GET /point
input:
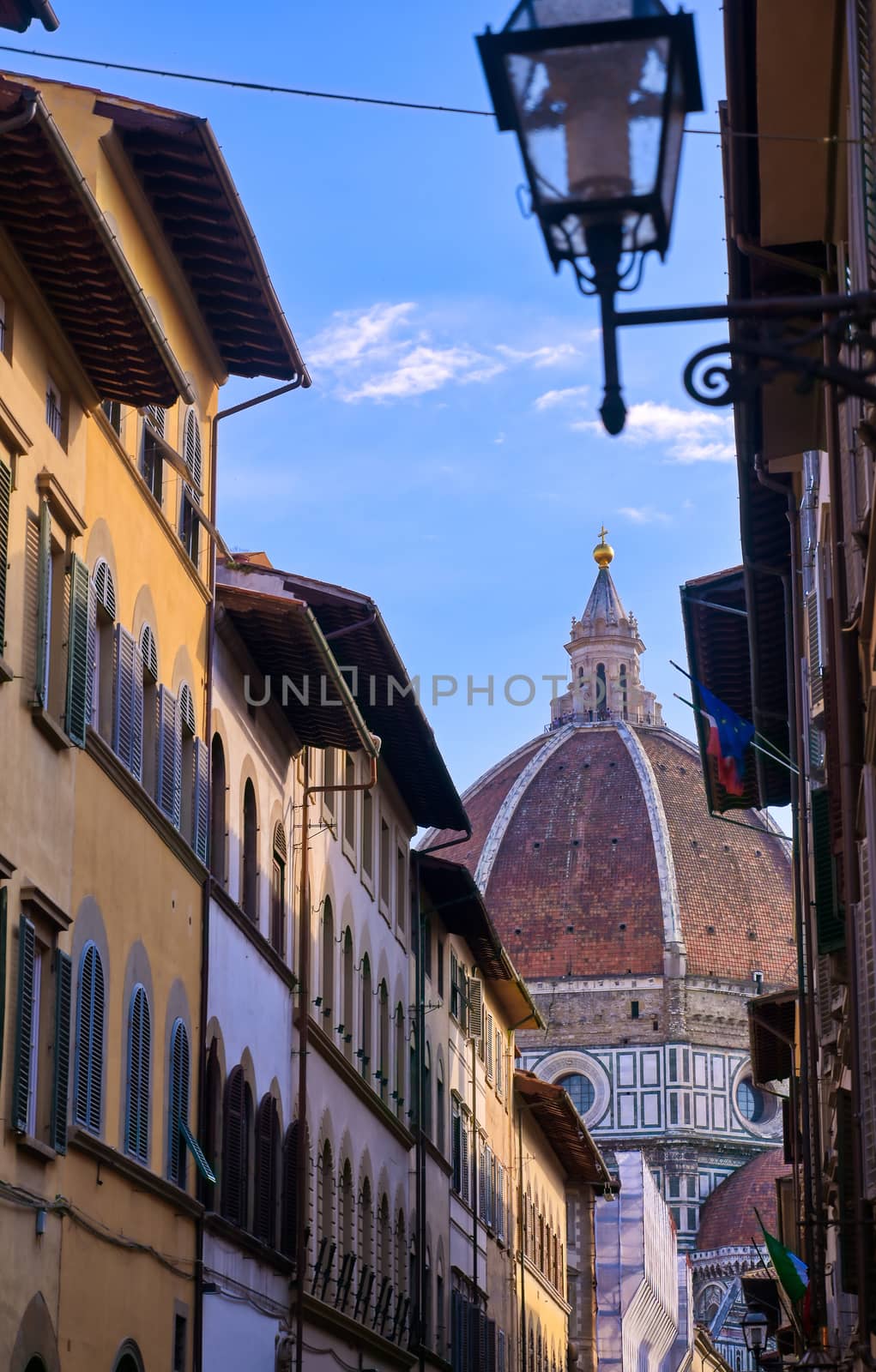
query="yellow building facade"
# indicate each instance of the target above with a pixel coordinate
(113, 346)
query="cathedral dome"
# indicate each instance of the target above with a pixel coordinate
(595, 848)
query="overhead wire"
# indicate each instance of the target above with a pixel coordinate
(267, 88)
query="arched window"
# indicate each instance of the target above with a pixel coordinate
(366, 1218)
(427, 1091)
(400, 1063)
(219, 792)
(89, 1014)
(327, 985)
(237, 1149)
(347, 991)
(278, 889)
(293, 1159)
(441, 1109)
(148, 663)
(384, 1239)
(367, 1017)
(347, 1207)
(178, 1104)
(267, 1170)
(249, 898)
(581, 1091)
(102, 628)
(327, 1198)
(139, 1062)
(382, 1074)
(213, 1139)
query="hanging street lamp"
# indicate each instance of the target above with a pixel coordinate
(596, 93)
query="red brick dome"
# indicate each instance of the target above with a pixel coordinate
(728, 1219)
(597, 857)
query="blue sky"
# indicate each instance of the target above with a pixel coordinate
(445, 460)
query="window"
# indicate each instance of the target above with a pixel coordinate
(581, 1090)
(151, 448)
(402, 892)
(249, 889)
(178, 1104)
(54, 411)
(368, 833)
(89, 1017)
(190, 500)
(113, 412)
(219, 791)
(329, 779)
(278, 889)
(384, 864)
(267, 1170)
(102, 648)
(349, 802)
(139, 1065)
(327, 985)
(364, 1051)
(347, 1010)
(43, 1035)
(237, 1149)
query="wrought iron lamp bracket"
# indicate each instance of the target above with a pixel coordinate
(819, 338)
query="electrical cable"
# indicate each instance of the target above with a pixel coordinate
(265, 88)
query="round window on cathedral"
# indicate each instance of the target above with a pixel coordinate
(581, 1090)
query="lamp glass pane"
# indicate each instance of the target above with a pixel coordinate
(590, 123)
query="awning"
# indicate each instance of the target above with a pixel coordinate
(450, 891)
(65, 242)
(565, 1129)
(190, 189)
(381, 685)
(772, 1029)
(285, 641)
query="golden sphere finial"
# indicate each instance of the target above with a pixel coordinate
(603, 553)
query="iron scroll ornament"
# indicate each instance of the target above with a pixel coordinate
(757, 357)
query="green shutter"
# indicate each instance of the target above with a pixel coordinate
(6, 490)
(21, 1090)
(63, 1003)
(4, 896)
(45, 604)
(76, 715)
(830, 919)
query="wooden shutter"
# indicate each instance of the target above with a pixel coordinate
(61, 1080)
(4, 898)
(233, 1180)
(24, 1032)
(288, 1220)
(168, 788)
(828, 916)
(45, 589)
(88, 1068)
(178, 1104)
(139, 1061)
(6, 491)
(201, 799)
(128, 703)
(265, 1170)
(79, 693)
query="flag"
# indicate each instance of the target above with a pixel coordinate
(728, 738)
(789, 1269)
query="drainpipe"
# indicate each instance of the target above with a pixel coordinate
(205, 900)
(304, 1015)
(813, 1232)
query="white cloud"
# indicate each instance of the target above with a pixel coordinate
(553, 398)
(690, 436)
(643, 514)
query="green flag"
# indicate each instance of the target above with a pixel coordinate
(791, 1273)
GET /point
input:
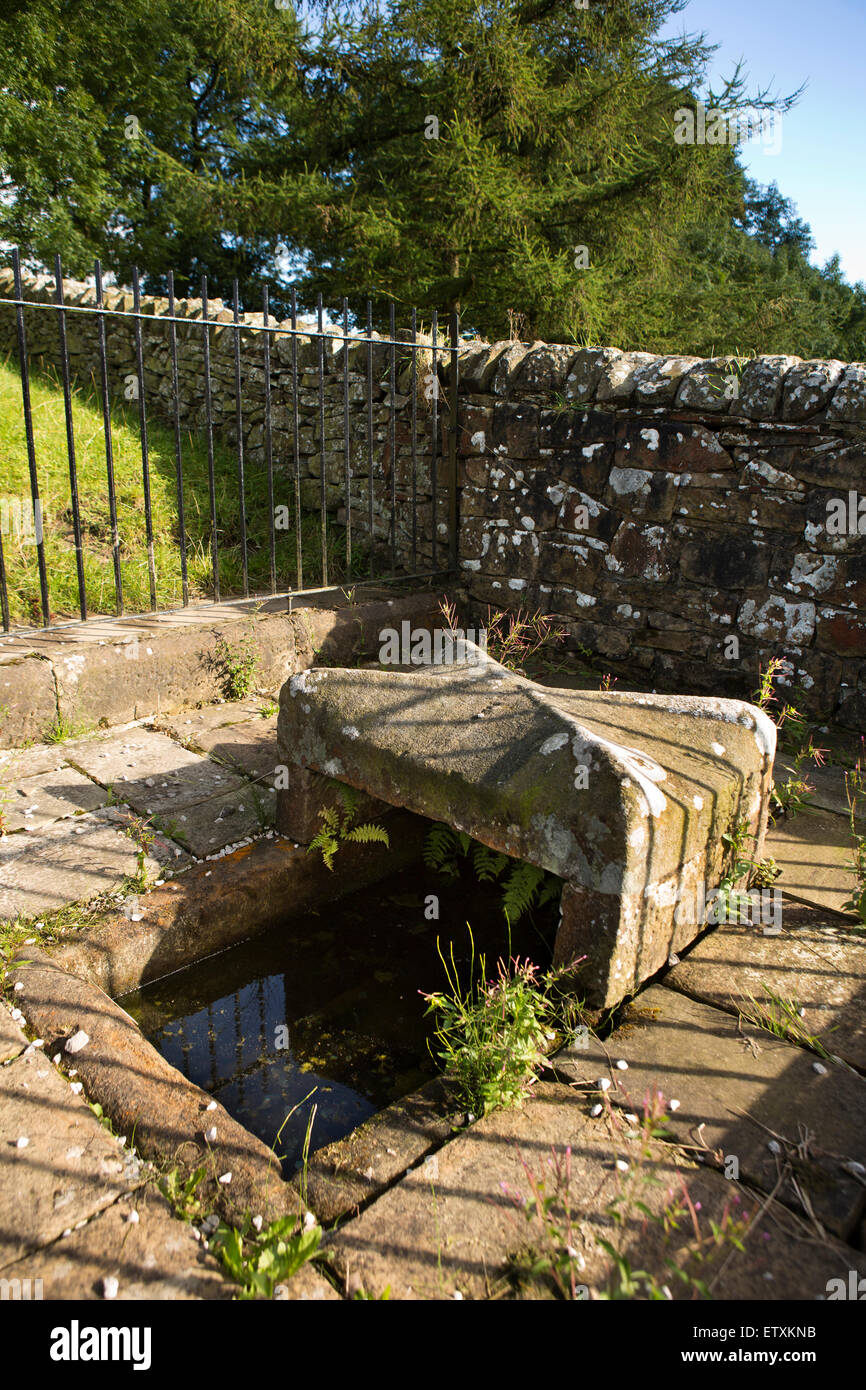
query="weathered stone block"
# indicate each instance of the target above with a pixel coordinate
(712, 385)
(777, 620)
(841, 631)
(656, 384)
(726, 563)
(642, 552)
(542, 371)
(587, 370)
(761, 387)
(809, 387)
(641, 492)
(516, 430)
(624, 797)
(848, 401)
(677, 448)
(617, 377)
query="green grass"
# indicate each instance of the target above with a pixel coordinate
(50, 442)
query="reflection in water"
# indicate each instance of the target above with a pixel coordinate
(324, 1011)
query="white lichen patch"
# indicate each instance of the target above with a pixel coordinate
(553, 742)
(303, 681)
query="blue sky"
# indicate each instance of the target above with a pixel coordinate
(822, 161)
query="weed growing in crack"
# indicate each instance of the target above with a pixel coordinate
(556, 1223)
(494, 1034)
(262, 1260)
(791, 797)
(783, 1018)
(855, 790)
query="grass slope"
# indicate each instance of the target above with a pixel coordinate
(52, 466)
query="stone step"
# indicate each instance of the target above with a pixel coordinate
(818, 961)
(139, 1243)
(827, 781)
(72, 861)
(70, 1166)
(452, 1229)
(813, 852)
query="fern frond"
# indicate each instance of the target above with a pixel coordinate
(441, 849)
(325, 840)
(487, 862)
(520, 890)
(367, 834)
(349, 798)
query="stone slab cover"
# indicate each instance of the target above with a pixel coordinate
(624, 797)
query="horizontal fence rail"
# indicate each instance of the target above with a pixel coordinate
(335, 432)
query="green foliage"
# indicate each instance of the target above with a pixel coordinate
(235, 665)
(791, 797)
(783, 1018)
(221, 134)
(492, 1033)
(523, 887)
(260, 1261)
(50, 442)
(552, 1211)
(182, 1193)
(337, 827)
(855, 787)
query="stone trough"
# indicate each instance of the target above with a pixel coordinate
(626, 797)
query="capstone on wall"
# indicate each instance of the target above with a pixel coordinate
(684, 519)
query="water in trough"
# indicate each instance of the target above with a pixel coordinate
(324, 1009)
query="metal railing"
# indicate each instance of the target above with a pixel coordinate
(442, 453)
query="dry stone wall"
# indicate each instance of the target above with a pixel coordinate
(42, 334)
(685, 519)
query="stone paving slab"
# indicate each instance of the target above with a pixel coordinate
(827, 780)
(812, 849)
(154, 1257)
(448, 1229)
(189, 726)
(249, 747)
(29, 762)
(816, 961)
(234, 733)
(13, 1039)
(34, 802)
(198, 801)
(624, 797)
(68, 861)
(70, 1168)
(737, 1089)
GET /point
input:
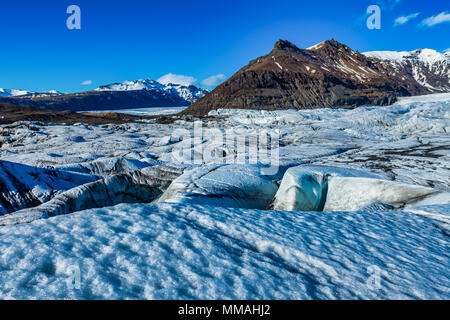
- - - - -
[Work instruction] Reproduce the records in full and leave the images behind.

[Your response]
GET /point
input:
query="yellow building facade"
# indicate each instance of the target above with a pixel coordinate
(113, 346)
query="cathedral dome"
# indicate each instance of the target above with a pixel coordinate
(595, 848)
query="overhead wire"
# indicate each instance of the target above with a pixel coordinate
(267, 88)
query="arched window"
# indicate each instance of the target above with a pixel coordinate
(366, 1218)
(427, 1091)
(400, 1063)
(219, 792)
(89, 1014)
(327, 985)
(237, 1149)
(347, 991)
(278, 889)
(293, 1159)
(441, 1109)
(148, 663)
(384, 1239)
(367, 1017)
(347, 1207)
(178, 1104)
(267, 1170)
(249, 898)
(581, 1091)
(102, 628)
(327, 1198)
(139, 1062)
(382, 1074)
(213, 1139)
query="hanging street lamp"
# indicate each instance of the target above with a pixel coordinate
(596, 93)
query="red brick dome"
# indicate each instance of the target above with a pixel coordinate
(728, 1219)
(597, 857)
query="blue sky"
# indicate each instance of the target above with a pixel coordinate
(445, 460)
query="window"
# indicate each instance of the target above with a pixel coordinate
(581, 1090)
(151, 448)
(402, 892)
(249, 889)
(178, 1104)
(54, 411)
(368, 833)
(89, 1017)
(190, 500)
(113, 412)
(219, 791)
(329, 779)
(278, 889)
(384, 864)
(267, 1170)
(102, 648)
(349, 802)
(139, 1065)
(327, 985)
(364, 1051)
(347, 1010)
(43, 1035)
(237, 1149)
query="wrought iron lamp bracket"
# indicate each instance of the target above with a pixel coordinate
(819, 338)
query="electrical cable"
# indicate each instance of the target above with a pixel coordinate
(265, 88)
query="round window on cathedral"
# indicate each instance of the target above with a pixel coordinate
(581, 1090)
query="lamp glass pane"
# indicate each instance of the target above with a pixel coordinate
(590, 123)
query="awning"
# indicate each instance of the target above with a pixel coordinate
(450, 891)
(65, 242)
(565, 1129)
(190, 189)
(381, 685)
(772, 1029)
(285, 641)
query="golden sphere finial"
# indicate each instance of the target above with a pixel coordinate
(603, 553)
query="iron scroll ornament"
# indicate each instance of the target above with a pixel coordinate
(757, 357)
query="green shutter"
# indicate each instance of the target above with a pixel coordinate
(6, 490)
(21, 1090)
(63, 1003)
(4, 896)
(45, 604)
(76, 715)
(830, 919)
query="wooden shutter"
# indicate each instance of the target above with a pixel coordinate
(61, 1080)
(4, 898)
(233, 1180)
(24, 1032)
(288, 1220)
(168, 788)
(828, 916)
(45, 589)
(88, 1068)
(178, 1104)
(139, 1061)
(6, 491)
(201, 799)
(128, 703)
(265, 1170)
(79, 693)
query="flag"
# indicate each instance of the target above with a pixel coordinate
(728, 738)
(789, 1269)
query="drainpipe"
# indicate each instance of the target above with a pixel coordinate
(205, 900)
(304, 1015)
(813, 1232)
query="white cloud"
# indicate each instance of the target above with a pixel coordinate
(553, 398)
(690, 436)
(643, 514)
query="green flag"
# indicate each instance of the target above with a pixel coordinate
(791, 1273)
GET /point
input:
query="weathered stone block"
# indicate each instance of the target above with a pixel coordinate
(712, 385)
(777, 620)
(841, 631)
(656, 384)
(726, 563)
(642, 552)
(542, 371)
(587, 370)
(761, 387)
(809, 387)
(641, 492)
(516, 430)
(624, 797)
(848, 401)
(677, 448)
(617, 377)
query="green grass"
# indicate each instance of the target above with a pixel coordinate
(50, 442)
query="reflection in water"
# indicate each instance of the target above with a pixel coordinate
(324, 1011)
query="white lichen patch"
# indicate each instance of the target above with a pixel coordinate
(553, 742)
(303, 681)
query="blue sky"
# indicate each instance of the target above with a pixel coordinate
(822, 161)
query="weed growing in crack"
# indicate each instance of the target above with a pixel coordinate
(556, 1223)
(494, 1034)
(262, 1260)
(791, 797)
(783, 1018)
(855, 790)
query="grass slope"
# indicate each instance of the target above with a pixel coordinate
(52, 466)
query="stone step"
# indicate each instance of the target above with a pixel coordinate
(818, 961)
(139, 1243)
(827, 781)
(72, 861)
(70, 1166)
(452, 1229)
(813, 852)
query="fern frond"
# indicate each instance of the target above with a pixel coordinate
(441, 849)
(325, 840)
(487, 862)
(520, 890)
(367, 834)
(349, 798)
query="stone slab cover"
# indicate each instance of the target above with a pixel coordinate
(624, 797)
query="horizontal fence rail"
# indicate each instance of the target above with a pixel coordinate
(335, 432)
query="green foliage"
# indicate each instance of the target above with a pixel coordinate
(235, 665)
(791, 797)
(783, 1018)
(221, 134)
(492, 1033)
(523, 887)
(260, 1261)
(50, 442)
(552, 1211)
(182, 1193)
(337, 827)
(855, 787)
query="stone trough"
# indicate each instance of the target above with a pixel coordinate
(626, 797)
query="capstone on wall"
# indicate each instance of the target above with a pixel coordinate
(684, 519)
query="water in trough"
# indicate each instance of the target above with a pixel coordinate
(324, 1009)
query="metal railing"
# indicate each instance of the target above with a pixel coordinate
(442, 453)
query="dry stone wall"
# indicate each instance of the target above with a pixel coordinate
(42, 334)
(685, 519)
query="stone paving slab"
# indicate each instance of the target above with a pixel coordinate
(827, 780)
(812, 849)
(154, 1257)
(448, 1229)
(189, 726)
(249, 747)
(29, 762)
(816, 961)
(234, 733)
(13, 1039)
(34, 802)
(198, 801)
(624, 797)
(68, 861)
(70, 1168)
(737, 1089)
GET /point
input:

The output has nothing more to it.